■ **Work instructions**: Write out every line of the listing below, copying each one without any change.

(Spatial annotation records)

┄┄┄┄┄┄┄┄┄┄

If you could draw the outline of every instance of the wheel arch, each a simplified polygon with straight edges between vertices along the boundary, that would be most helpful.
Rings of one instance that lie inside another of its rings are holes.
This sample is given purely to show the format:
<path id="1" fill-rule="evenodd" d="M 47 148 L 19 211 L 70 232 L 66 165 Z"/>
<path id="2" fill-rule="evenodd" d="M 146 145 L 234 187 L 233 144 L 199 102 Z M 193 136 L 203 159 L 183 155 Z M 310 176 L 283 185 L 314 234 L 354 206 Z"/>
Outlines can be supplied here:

┄┄┄┄┄┄┄┄┄┄

■ **Result for this exercise**:
If you could draw the outline of every instance of the wheel arch, each a simplified polygon with straight edges between vertices along the boundary, that would be most helpful.
Rings of one instance that lie inside another of its rings are holes.
This sample is given purely to show the format:
<path id="1" fill-rule="evenodd" d="M 47 148 L 19 211 L 70 232 L 66 165 Z"/>
<path id="2" fill-rule="evenodd" d="M 146 145 L 234 187 L 233 144 L 199 102 Z M 193 136 L 203 159 L 183 155 Z M 310 176 L 283 185 L 314 234 L 354 206 Z"/>
Outlines can be supplied here:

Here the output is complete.